═══ Page extract

Publisher, Editor and Author

Kathy worked with the Bureau of Land Management for 12 years before founding Livestock for Landscapes in 2004. Her twelve years at the agency allowed her to pursue her goal of helping communities find ways to live profitably AND sustainably in their environment. She has been researching and working with livestock as a land management tool for over a decade. When she's not helping farmers, ranchers and land managers on-site, she writes articles, and books, and edits videos to help others turn their livestock into landscape managers.

2 Comments

  1. Paul Nehring says:

    I am reading a newly published book called, Range: Why Generalists Triumph in a Specialized World, and in the book the author discusses our unwillingness to drop our tools that have become so comfortable to us that they feel like part of who we are…we feel naked without them. It can go to extremes.

    He mentions the tragic Mann Gulch fire in Montana in 1949, and the similar tragedy on Storm King Mt in Colorado in 1994, in which a number of highly trained smoke jumpers lost their lives when a fire suddenly changed and rapidly chased them up ridges. In both cases some of the smoke jumpers were able to make over a ridge and out of harms way.

    In the analysis of both fires it turns out the ones who survived had one thing in common. They dropped their tools. The charred bodies of those who succumbed to the fire were found still holding onto pick axes, and chainsaws and/or carrying heavy backpacks.

    One survivor mentioned how difficult a decision it was for him to drop his chainsaw…he had to fight with himself to do it, because it felt wrong to leave it behind.

    Of course one of the morals of the story is that if your house is on fire, drop your old pc and run. But the other, is that he have to learn to recognize when the old tools are holding us back.

    Those tools aren’t just physical tools, they’re the skills we develop and hold onto dearly, the processes, the habits, can all be tools that hold us back. It’s not that these tools are a bad thing, it’s only when we become too comfortable with them that we can’t or won’t imagine doing something differently.

    • Kathy Voth says:

      Hi Paul,

      You had no way of knowing this, but I was intimately involved with the South Canyon/Storm King fire. I was the Public Information Officer on Duty that day in 1994 when the fire blew up, and for several days after; I had to notify colleagues that one of their friends had died; and I spent a year working with the community and the families of the firefighters to build a memorial trail. (I shared some of my experience in this article.)

══════
═══ Supplied records

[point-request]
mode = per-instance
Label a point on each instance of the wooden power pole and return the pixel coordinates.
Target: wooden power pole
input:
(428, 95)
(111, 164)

══════
═══ Supplied records

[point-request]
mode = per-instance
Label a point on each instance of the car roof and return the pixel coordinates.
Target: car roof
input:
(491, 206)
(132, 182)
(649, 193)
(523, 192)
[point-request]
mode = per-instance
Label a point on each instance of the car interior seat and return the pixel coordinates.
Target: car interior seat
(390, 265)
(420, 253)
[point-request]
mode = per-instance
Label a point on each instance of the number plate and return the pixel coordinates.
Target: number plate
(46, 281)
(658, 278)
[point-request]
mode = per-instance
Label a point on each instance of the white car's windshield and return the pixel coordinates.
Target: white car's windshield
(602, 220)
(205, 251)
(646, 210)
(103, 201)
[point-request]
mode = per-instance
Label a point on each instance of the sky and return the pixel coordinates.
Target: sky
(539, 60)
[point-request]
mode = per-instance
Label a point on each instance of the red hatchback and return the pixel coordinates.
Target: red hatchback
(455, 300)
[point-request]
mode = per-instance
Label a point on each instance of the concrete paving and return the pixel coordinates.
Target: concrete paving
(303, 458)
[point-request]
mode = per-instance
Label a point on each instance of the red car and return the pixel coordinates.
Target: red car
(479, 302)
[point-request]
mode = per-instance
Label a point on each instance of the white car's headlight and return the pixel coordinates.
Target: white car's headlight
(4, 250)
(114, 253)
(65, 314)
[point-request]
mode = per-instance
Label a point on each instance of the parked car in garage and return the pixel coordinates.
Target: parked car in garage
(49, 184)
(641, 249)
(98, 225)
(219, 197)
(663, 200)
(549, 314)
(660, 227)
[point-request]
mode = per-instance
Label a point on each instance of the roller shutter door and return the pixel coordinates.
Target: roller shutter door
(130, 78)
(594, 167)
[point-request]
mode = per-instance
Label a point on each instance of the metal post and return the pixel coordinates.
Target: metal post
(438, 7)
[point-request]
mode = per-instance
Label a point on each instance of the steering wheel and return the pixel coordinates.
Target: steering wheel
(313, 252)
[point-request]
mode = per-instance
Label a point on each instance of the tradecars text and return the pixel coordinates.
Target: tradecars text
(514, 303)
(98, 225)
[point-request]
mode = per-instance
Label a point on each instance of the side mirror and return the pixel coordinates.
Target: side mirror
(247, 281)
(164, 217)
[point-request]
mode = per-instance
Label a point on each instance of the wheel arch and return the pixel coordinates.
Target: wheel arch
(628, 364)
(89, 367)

══════
═══ Supplied records

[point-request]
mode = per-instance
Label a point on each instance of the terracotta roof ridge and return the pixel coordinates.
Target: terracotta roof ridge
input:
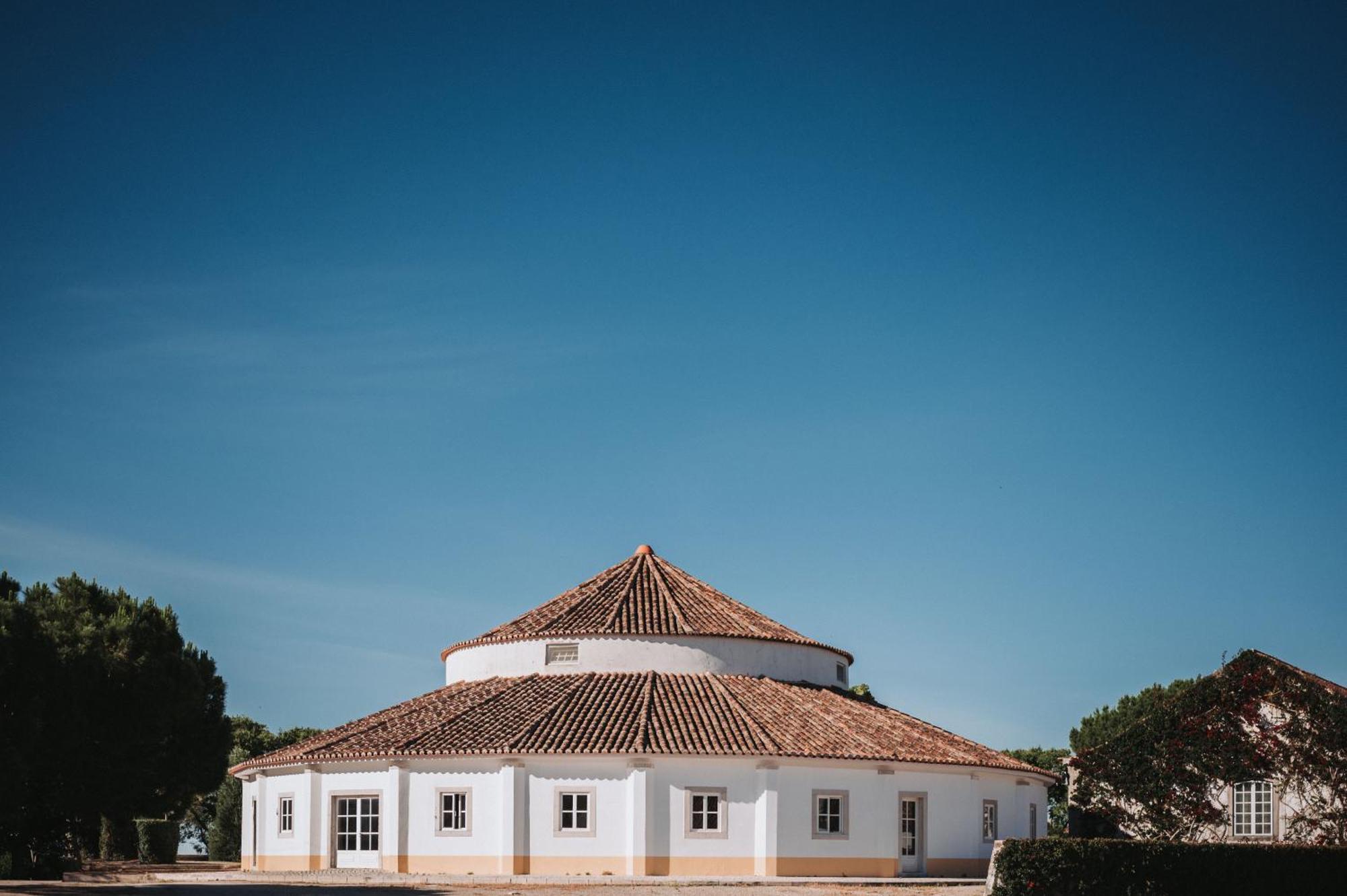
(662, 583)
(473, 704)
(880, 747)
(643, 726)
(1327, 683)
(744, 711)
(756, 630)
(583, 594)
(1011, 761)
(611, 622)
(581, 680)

══════

• _Directives_
- a) According to the page extract, how many years did Kathy work with the Bureau of Land Management before founding Livestock for Landscapes?
- b) Extend the page extract on Kathy Voth and the reader comments, starting after its last sentence.

• _Answers for the tasks_
- a) 12 years

- b)
      While the story that the author is telling may be convenient to the concept he’s trying to convey, it’s inaccurate. The firefighters on Storm King did not die because they failed to drop their tools. They were not found holding their chainsaws and pick axes (actually they carry pulaskis), and firefighters don’t carry heavy backpacks when they are on the line. One of my friends did talk about feeling like he couldn’t drop his chainsaw. We talked about that and the fire a lot since he was my room mate for a time.

      The real reason these firefighters died is that they ignored many of the Ten Standard Firefighting Orders and all but two of the Eighteen Watch Outs. I’ve highlighted those below. This failure has repeated itself in every subsequent fatal wildland fire. I believe that if we hope to keep young men and women safe on the fire line, we need to be clear about their responsibilities and about what others have done that resulted in their deaths. We also need to provide them with alternative tools/habits to replace what they’re doing since numerous deaths have told us that what we’re doing now isn’t working as we’d hoped.

      I guess that last sentence was really the message I hoped to convey with this piece. Starting with small steps towards the alternative future gets us there, slowly but surely.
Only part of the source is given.